#### Data entries:
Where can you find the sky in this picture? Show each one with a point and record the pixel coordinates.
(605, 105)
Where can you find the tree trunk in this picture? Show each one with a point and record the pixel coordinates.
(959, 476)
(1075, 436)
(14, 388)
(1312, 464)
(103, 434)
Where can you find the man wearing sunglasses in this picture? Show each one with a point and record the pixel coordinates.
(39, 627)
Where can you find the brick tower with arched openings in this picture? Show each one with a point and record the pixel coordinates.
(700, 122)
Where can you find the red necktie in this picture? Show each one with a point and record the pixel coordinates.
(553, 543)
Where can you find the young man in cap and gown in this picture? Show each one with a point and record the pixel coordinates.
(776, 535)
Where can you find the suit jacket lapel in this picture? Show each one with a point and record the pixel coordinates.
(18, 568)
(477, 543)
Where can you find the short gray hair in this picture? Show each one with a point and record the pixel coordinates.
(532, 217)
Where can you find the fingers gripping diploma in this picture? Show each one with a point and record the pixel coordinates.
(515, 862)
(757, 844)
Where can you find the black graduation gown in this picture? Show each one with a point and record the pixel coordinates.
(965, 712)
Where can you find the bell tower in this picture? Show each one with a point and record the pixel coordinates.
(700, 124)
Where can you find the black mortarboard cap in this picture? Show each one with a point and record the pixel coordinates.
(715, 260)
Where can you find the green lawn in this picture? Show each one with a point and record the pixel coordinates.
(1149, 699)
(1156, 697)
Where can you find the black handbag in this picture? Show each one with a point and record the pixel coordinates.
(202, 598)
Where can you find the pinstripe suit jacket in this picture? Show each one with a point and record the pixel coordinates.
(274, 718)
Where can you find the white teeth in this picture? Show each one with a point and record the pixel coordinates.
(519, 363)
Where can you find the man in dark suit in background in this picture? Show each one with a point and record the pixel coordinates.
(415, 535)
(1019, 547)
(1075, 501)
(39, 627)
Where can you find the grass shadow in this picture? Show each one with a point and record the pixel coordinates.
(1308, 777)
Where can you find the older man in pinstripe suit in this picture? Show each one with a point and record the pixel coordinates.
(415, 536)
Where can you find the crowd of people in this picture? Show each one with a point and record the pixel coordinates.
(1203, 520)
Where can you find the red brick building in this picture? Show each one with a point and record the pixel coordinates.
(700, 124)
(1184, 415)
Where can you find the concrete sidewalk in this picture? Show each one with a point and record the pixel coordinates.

#### Instructions to follow:
Print all of the lines above verbatim, without changing a single character.

#### Correct answer:
Where can you find the sky in this picture? Show each one with a point and record the pixel coordinates.
(605, 105)
Where can you find the tree trunk in this picture? Show each one with a point and record the pixel coordinates.
(959, 476)
(1075, 436)
(14, 388)
(1312, 464)
(103, 434)
Where can you find the man wearing sunglasses in this picture? Show each one with a point and record the pixel coordinates.
(39, 627)
Where can you find the brick tower with arched openings in this picture? Show each one with a point and record the pixel coordinates.
(700, 122)
Where can you find the red necktie in this picture? Show each one with a point and record the pixel coordinates.
(553, 543)
Where can you find the young man in cap and gown in this picture? Show each one with a point and record the pixel coordinates.
(776, 535)
Where can you find the suit jacket lapel in this picture? Show each one with a point and record the pixel coordinates.
(18, 568)
(477, 543)
Where can you find the short gray hair in this picture? Show each one with a point and record the pixel coordinates.
(532, 217)
Where can you find the fingers gripping diploma in this picture? Show each one with a point and record the pixel coordinates.
(515, 862)
(757, 844)
Where can you find the black graduation gown in this picture? Show each one with a point and record the pixel coordinates.
(965, 712)
Where can you find the bell tower in this picture? Show each one with a point and record the pixel coordinates.
(700, 124)
Where can you find the black mortarboard cap in this picture? Show each one with a point and record the pixel coordinates.
(715, 260)
Where can you find the green lawn in this picture? Show each one with a point and record the pixel coordinates.
(1149, 699)
(1156, 697)
Where can you find the black handbag in this picture? Show each one with a point and record the pixel coordinates.
(202, 598)
Where can you find the pinstripe suit jacket in this picture? Show each one with a point and record the pixel coordinates.
(274, 718)
Where can you find the white teeth in this picture? Show each one with a point and record the pixel coordinates.
(519, 363)
Where can you find the man in dark suit in background in this picture? Show each one with a point and record the pixel coordinates.
(415, 535)
(1019, 547)
(1075, 501)
(39, 627)
Where can you find the grass shadow in this picture? Show each one with a point and record the pixel coordinates.
(1308, 777)
Where can you find the older man in pinstripe suit in this picture? Show each one with a point and record the pixel coordinates.
(415, 536)
Where can you find the crowd of people in this picture? Show each one with a point and record the pixel coordinates.
(1203, 520)
Where can you find the red brick building in this picture? Show each one with a point and record the pixel coordinates.
(700, 124)
(1184, 415)
Where can you find the concrete sidewalk in this picture? Show each one with a point and record the pixel coordinates.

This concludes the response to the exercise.